• [TEXTO PARA LER]:
#####

Os abutres chegaram depois, nome carismático que rasgou horizontes por toda a província da Guiné, e à medida que o tempo passava sem grandes sobressaltos, até finais do ano de1972, aqui já éramos considerados pela população africana, não de “periquitos”, mas sim de “velhice”.

Caros veteranos:
A todos aqueles que tendo cumprido um dever de cidadania, mesmo sendo este de causas desconhecidas, quero aqui deixar um forte abraço sem qualquer exceção.

Ainda não me apresentei, vou fazê-lo:
Meu nome: José Peixoto, ex-1.º Cabo Radiotelegrafista, CCAÇ 3545/BCAÇ 3883, Canquelifá, 1972/1974.
Na atualidade: ex-Inspetor da CP (reformado desde 2013), casado, a residir na área de V. N. de Famalicão.

Canquelifá, março de 1973 - Com a companheira de guerra, de seu nome “Eufrásia”

Atualmente

Caríssimos:
Volvidos que foram 42 anos, só agora entendi não deixar passar esta oportunidade, contribuindo assim desta forma para o enriquecimento do nosso Blogue coletivo. Sempre fui pessoa de choro fácil, dificultando-me por vezes de exercitar a memória.

Senti-me um tanto ou quanto penhorado quando há dias visitei o nosso Blogue, e li toda a introdução deixada pelo seu autor Jorge Araújo, ex-Furriel Mil da Cart3494, a quem quero aqui deixar muito particularmente um forte abraço, pelo facto de se ter ocupado dos acontecimentos de Canquelifá, concretamente a respeito da morte do então saudoso Furriel Luís Filipe Soares. Com efeito, destaco a incerteza dos pormenores, conforme referido em “OS ACONTECIMENTOS DE JANEIRO DE 1974” (em CANQUELIFÁ) relativo às circunstâncias que envolveram a sua morte.

#####

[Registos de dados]

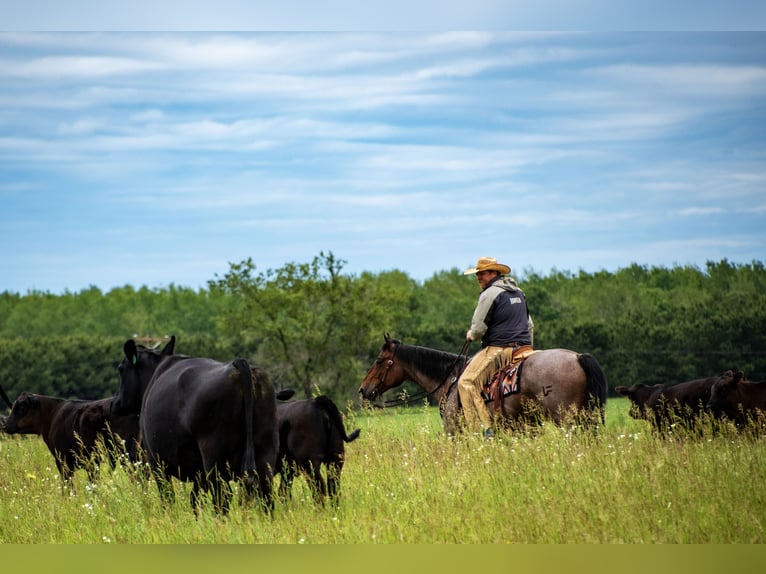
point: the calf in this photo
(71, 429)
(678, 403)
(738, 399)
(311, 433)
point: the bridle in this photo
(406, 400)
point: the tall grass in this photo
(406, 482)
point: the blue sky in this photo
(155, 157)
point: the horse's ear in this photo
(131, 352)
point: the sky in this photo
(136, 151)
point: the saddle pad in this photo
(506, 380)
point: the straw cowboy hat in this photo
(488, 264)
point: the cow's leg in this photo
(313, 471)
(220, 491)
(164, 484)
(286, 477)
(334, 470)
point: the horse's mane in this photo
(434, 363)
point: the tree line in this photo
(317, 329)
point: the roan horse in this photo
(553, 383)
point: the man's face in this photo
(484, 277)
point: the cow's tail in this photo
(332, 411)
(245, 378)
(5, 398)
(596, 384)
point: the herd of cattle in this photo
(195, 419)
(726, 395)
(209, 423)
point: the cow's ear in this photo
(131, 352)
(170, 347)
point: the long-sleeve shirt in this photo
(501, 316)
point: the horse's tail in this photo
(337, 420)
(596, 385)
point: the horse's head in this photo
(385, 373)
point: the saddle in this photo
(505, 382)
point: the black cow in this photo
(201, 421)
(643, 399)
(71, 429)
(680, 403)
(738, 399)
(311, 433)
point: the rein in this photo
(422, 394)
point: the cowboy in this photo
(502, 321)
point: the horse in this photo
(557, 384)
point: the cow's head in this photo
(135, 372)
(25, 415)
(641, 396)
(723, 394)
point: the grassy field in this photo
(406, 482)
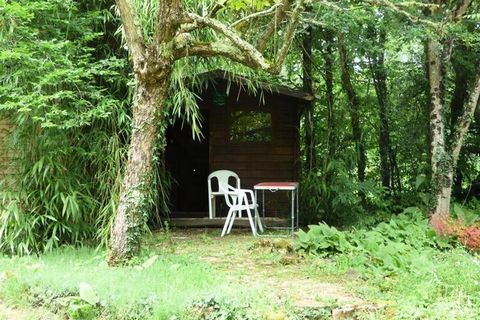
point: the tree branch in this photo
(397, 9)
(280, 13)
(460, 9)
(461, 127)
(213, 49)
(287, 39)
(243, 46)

#####

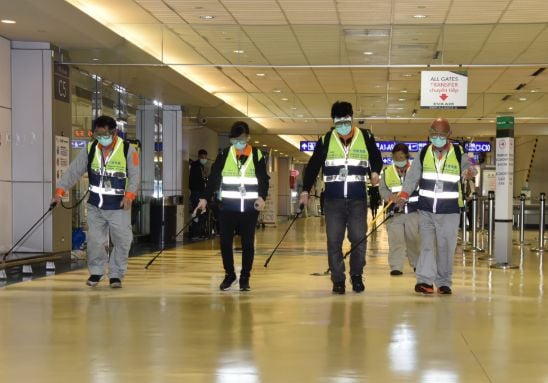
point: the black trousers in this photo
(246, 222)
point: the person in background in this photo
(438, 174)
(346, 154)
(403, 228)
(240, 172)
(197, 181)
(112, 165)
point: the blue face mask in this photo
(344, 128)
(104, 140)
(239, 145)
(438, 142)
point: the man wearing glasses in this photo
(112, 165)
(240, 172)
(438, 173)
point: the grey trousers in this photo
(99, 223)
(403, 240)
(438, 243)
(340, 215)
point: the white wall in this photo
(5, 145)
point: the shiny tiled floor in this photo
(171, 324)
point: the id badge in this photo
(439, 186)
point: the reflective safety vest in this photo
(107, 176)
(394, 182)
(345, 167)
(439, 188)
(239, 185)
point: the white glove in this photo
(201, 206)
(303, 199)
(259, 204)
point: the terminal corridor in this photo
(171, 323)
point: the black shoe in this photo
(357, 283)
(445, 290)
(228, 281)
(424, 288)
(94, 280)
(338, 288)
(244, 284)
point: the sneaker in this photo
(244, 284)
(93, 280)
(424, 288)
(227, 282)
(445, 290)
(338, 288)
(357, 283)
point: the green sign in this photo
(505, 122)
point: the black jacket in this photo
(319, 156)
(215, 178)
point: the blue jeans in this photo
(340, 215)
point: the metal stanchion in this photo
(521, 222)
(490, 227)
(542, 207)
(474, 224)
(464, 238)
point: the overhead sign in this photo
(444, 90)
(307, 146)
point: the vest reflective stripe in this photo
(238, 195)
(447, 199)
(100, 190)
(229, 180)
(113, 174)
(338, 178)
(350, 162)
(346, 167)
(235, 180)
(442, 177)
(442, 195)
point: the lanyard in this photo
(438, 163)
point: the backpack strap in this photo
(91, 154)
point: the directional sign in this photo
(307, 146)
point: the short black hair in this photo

#####

• [OBJETIVO INDICADO]:
Indique, por favor, desde que ano José Peixoto está reformado, segundo o texto sobre Canquelifá.

• [SOLUÇÃO DO EXERCÍCIO]:
Desde 2013.